Turn every line of the material below into a numbered list, leaving out blank lines and the pictures.

▸ Data listing:
====

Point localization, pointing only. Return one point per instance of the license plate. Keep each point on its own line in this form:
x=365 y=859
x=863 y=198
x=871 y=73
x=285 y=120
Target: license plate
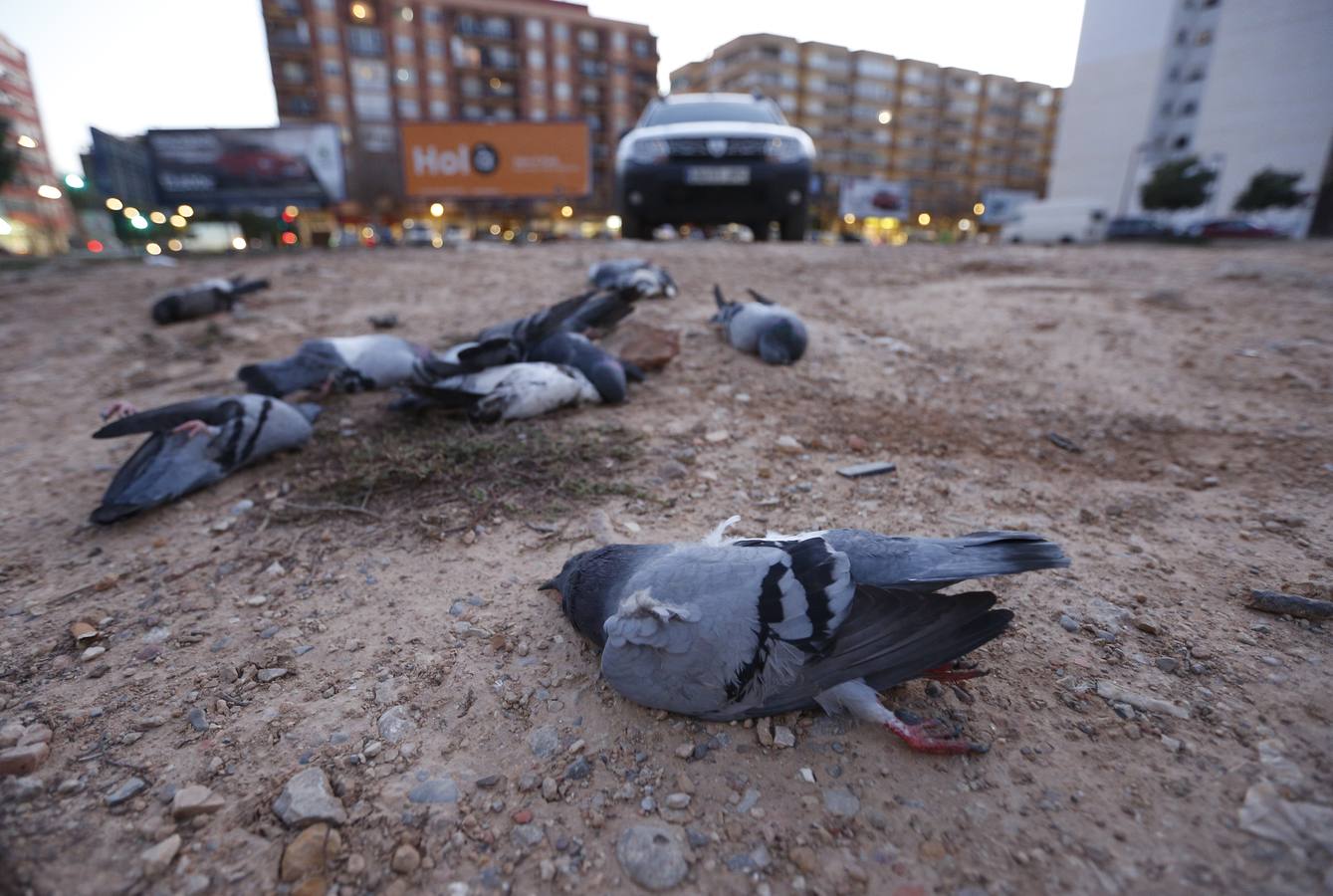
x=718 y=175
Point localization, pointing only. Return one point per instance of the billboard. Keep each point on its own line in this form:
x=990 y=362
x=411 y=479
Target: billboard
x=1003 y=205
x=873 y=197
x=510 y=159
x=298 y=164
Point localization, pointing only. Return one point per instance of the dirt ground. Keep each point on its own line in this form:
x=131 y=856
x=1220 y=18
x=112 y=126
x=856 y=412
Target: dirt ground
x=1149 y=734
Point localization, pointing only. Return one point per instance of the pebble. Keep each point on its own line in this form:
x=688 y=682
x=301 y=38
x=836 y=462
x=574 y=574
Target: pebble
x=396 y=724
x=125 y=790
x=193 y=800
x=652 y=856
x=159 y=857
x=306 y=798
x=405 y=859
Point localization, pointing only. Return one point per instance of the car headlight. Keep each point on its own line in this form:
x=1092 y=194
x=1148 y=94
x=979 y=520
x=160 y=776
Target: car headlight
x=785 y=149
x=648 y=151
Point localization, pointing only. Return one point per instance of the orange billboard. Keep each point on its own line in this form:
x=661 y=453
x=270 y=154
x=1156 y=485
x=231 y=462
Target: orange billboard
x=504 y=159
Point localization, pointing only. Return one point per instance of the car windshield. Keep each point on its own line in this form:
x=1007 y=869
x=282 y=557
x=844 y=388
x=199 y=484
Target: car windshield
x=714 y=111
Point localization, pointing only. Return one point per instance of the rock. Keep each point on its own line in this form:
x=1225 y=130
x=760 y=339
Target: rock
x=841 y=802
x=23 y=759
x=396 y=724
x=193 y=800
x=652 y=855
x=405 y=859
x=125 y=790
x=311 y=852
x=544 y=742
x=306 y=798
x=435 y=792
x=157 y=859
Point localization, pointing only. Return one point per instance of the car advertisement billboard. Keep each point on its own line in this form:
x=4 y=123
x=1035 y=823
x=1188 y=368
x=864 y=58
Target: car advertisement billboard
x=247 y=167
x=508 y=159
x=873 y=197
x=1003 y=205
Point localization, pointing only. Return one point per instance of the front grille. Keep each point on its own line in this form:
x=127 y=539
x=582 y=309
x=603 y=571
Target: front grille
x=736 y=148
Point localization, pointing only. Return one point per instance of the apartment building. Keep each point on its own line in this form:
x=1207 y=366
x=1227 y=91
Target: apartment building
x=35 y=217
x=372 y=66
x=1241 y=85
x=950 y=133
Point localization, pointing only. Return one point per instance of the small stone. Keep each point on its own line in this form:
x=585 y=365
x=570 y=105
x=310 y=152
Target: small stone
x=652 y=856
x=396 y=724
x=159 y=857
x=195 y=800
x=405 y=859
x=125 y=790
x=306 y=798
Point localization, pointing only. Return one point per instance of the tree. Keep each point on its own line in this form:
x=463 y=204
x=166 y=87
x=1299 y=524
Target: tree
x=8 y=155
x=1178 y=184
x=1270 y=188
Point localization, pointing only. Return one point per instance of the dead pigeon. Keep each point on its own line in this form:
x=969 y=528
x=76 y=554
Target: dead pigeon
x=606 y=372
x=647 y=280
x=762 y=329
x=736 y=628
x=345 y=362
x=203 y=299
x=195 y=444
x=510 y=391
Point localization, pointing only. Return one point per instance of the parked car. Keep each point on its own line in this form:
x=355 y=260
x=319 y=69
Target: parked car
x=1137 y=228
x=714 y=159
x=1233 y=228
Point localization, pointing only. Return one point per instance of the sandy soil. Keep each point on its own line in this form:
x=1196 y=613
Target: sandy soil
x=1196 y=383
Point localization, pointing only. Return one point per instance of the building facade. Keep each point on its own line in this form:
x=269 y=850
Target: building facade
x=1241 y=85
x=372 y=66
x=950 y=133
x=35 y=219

====

▸ Task output:
1. Point localization, pointing only. Return one point per instance of the license plate. Keep each point on its own line in this form:
2. x=365 y=859
3. x=863 y=198
4. x=871 y=73
5. x=285 y=120
6. Target: license plate
7. x=718 y=175
8. Point localization, pointing only. Return one point per instance of the billboard. Keep each point on its own line in this form:
9. x=990 y=362
10. x=411 y=479
11. Target: billboard
12. x=1003 y=205
13. x=873 y=197
14. x=510 y=159
15. x=298 y=164
16. Point localization, pointing only. Return one point per instance of the dirt ground. Keep each point on its own line in this form:
17. x=131 y=856
18. x=1220 y=18
19. x=112 y=126
20. x=856 y=412
21. Target: dirt ground
22. x=1149 y=734
23. Point localization, pointing only. Return one point per instance of the pebble. Keep each point on its own line in this form:
24. x=688 y=682
25. x=301 y=38
26. x=836 y=462
27. x=574 y=574
28. Target: pebble
29. x=396 y=724
30. x=125 y=790
31. x=193 y=800
32. x=652 y=856
33. x=159 y=857
34. x=306 y=798
35. x=405 y=859
36. Point localization, pointing only. Return one point per instance of the car headlight. Keep each point on its own line in this form:
37. x=1092 y=194
38. x=1148 y=94
39. x=979 y=520
40. x=160 y=776
41. Target: car headlight
42. x=785 y=149
43. x=648 y=151
44. Point localization, pointing only. Return one point per instance of the orange billboard. Keep each point on its own line in this form:
45. x=661 y=453
46. x=270 y=154
47. x=1156 y=485
48. x=231 y=462
49. Target: orange billboard
50. x=504 y=159
51. Point localization, pointing only. Return one point per instance of the car windshield. Keep each point on its own line in this form:
52. x=1007 y=869
53. x=282 y=557
54. x=844 y=388
55. x=199 y=484
56. Target: car windshield
57. x=714 y=111
58. Point localization, pointing only. Return one point per instance of the rock. Keep each point on its own line in this form:
59. x=1225 y=130
60. x=760 y=339
61. Target: rock
62. x=841 y=802
63. x=23 y=759
64. x=396 y=724
65. x=193 y=800
66. x=652 y=855
67. x=405 y=859
68. x=125 y=790
69. x=311 y=852
70. x=544 y=742
71. x=306 y=798
72. x=435 y=792
73. x=157 y=859
74. Point localization, pointing only. Return one point per instance of the car advertisement billboard. Keep each point on its own line in this form:
75. x=4 y=123
76. x=1035 y=823
77. x=1188 y=368
78. x=864 y=58
79. Target: car advertisement billboard
80. x=247 y=167
81. x=508 y=159
82. x=873 y=197
83. x=1003 y=205
84. Point localization, pointing only. Return one point per instance of the front grille. Keep each point on its own line in this form:
85. x=127 y=539
86. x=582 y=309
87. x=603 y=571
88. Target: front grille
89. x=736 y=148
90. Point localization, pointing only. Return one point per instance of the apartment building. Keep each point on its own line in this form:
91. x=1207 y=366
92. x=1227 y=91
93. Target: apartment building
94. x=35 y=217
95. x=372 y=66
96. x=1241 y=85
97. x=950 y=133
98. Point localization, pointing only. Return one point per instance of the small stone. Keep each point on its own line in this form:
99. x=585 y=365
100. x=570 y=105
101. x=310 y=152
102. Target: small stone
103. x=652 y=856
104. x=396 y=724
105. x=159 y=857
106. x=195 y=800
107. x=405 y=859
108. x=125 y=790
109. x=306 y=798
110. Point localization, pointing only. Return one point per instance of the tree. Keep each point on its own line in this form:
111. x=463 y=204
112. x=166 y=87
113. x=1299 y=524
114. Target: tree
115. x=8 y=155
116. x=1178 y=184
117. x=1270 y=188
118. Point localization, pointing only. Return one point per instance of the dead pigeon. Keep each point on its own line in this form:
119. x=969 y=528
120. x=76 y=554
121. Target: dead pigeon
122. x=606 y=372
123. x=647 y=280
124. x=762 y=329
125. x=736 y=628
126. x=345 y=362
127. x=203 y=299
128. x=195 y=444
129. x=510 y=391
130. Point localization, pointing only. Return one point per instance of the parked car. Keep each point on its own line in this form:
131. x=355 y=260
132. x=319 y=69
133. Target: parked car
134. x=1137 y=228
135. x=714 y=159
136. x=1233 y=228
137. Point localization, pointing only. Return one point per instance of the sandy soil. Keep each point on its own line in this form:
138. x=1196 y=613
139. Target: sandy soil
140. x=1196 y=383
141. Point localization, pointing only. Return one point per instance of the building facade. Keep each point on its own line in this form:
142. x=269 y=850
143. Target: building facade
144. x=1241 y=85
145. x=372 y=66
146. x=950 y=133
147. x=35 y=219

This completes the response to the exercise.